Exercise directions | Copy each line below that includes "segment".

Given records |
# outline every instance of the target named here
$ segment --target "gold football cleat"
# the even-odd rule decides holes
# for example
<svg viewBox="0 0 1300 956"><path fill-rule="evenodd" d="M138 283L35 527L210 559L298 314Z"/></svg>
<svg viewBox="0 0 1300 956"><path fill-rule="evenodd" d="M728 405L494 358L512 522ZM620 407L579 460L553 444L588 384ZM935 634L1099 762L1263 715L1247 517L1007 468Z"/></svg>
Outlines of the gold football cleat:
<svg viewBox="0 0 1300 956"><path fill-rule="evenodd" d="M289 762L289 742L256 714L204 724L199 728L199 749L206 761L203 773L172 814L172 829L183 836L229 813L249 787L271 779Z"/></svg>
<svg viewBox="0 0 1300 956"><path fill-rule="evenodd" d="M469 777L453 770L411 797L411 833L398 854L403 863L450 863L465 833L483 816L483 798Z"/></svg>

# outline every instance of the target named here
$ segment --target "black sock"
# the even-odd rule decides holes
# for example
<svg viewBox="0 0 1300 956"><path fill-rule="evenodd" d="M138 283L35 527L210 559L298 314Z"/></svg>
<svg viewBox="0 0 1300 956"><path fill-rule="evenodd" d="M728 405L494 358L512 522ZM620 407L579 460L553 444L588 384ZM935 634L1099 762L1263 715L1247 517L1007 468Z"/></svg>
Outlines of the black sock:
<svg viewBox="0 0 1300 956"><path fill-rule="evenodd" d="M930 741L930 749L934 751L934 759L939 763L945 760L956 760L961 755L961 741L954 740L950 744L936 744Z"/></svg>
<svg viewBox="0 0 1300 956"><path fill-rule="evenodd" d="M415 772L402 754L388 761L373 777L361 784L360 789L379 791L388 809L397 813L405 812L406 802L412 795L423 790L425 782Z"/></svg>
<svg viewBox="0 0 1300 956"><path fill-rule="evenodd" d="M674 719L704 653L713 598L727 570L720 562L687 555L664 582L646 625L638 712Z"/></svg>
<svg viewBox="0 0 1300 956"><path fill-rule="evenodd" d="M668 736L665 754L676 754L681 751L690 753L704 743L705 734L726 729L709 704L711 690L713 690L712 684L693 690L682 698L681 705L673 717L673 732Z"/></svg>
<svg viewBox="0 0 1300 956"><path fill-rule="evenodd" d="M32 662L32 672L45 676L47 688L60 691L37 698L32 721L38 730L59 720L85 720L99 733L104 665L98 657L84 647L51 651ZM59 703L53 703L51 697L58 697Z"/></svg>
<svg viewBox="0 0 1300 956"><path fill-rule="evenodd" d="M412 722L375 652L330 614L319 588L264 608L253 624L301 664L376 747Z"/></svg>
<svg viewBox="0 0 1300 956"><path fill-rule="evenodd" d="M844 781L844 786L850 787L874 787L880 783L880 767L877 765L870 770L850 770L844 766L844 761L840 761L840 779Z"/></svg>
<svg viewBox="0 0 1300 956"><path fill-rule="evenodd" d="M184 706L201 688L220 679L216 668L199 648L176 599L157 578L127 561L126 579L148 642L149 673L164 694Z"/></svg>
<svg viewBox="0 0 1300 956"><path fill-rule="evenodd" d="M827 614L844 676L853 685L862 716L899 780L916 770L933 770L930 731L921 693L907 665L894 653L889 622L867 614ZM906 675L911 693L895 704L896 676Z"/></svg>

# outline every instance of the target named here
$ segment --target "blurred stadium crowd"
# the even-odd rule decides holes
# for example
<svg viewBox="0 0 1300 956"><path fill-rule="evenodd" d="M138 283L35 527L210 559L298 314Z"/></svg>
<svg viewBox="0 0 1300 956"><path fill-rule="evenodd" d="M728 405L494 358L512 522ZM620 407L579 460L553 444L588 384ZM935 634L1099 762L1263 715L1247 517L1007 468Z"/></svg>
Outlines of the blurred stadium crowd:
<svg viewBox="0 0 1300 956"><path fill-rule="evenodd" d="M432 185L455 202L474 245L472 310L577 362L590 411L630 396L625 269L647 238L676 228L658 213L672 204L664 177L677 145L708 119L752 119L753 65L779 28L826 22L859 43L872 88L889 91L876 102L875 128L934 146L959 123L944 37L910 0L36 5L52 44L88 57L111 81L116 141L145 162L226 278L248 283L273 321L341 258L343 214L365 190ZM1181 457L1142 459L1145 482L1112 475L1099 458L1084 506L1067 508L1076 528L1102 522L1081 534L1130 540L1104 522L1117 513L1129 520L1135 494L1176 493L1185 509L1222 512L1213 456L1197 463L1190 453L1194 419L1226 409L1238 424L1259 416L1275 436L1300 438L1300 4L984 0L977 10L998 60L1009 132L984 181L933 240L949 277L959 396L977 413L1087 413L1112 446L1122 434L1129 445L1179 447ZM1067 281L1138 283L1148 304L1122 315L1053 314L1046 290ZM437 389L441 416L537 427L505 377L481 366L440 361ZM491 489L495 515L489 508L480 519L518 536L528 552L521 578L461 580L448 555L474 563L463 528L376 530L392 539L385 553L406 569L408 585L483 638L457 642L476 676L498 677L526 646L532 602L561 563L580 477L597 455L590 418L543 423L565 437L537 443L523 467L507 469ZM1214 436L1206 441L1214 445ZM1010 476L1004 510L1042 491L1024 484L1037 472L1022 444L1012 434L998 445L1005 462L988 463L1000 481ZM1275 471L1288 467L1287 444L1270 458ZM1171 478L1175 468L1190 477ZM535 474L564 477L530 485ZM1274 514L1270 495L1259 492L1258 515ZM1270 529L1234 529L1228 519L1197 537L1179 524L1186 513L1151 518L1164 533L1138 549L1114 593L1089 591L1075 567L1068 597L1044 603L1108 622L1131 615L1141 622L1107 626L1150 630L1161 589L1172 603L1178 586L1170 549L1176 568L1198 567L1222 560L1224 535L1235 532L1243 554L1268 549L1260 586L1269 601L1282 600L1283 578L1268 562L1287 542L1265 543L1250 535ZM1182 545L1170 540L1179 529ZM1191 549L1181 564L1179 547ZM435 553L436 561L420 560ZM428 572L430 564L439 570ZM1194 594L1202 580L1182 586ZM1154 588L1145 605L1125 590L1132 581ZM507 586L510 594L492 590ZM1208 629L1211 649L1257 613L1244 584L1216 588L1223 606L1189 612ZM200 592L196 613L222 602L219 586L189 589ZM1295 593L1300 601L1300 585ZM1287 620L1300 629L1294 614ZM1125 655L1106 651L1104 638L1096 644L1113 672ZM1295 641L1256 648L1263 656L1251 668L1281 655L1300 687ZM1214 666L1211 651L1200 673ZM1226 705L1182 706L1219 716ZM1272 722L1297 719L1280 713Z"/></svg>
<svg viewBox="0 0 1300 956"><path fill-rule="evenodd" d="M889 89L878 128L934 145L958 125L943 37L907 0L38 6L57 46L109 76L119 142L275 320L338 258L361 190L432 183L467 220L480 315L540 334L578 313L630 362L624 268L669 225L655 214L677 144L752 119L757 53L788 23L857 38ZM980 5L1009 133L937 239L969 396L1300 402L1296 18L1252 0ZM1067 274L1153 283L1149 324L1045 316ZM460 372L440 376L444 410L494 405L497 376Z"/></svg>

Answer |
$ segment --target "gold football cleat"
$ segment --target "black sock"
$ segment --target "blurred stadium crowd"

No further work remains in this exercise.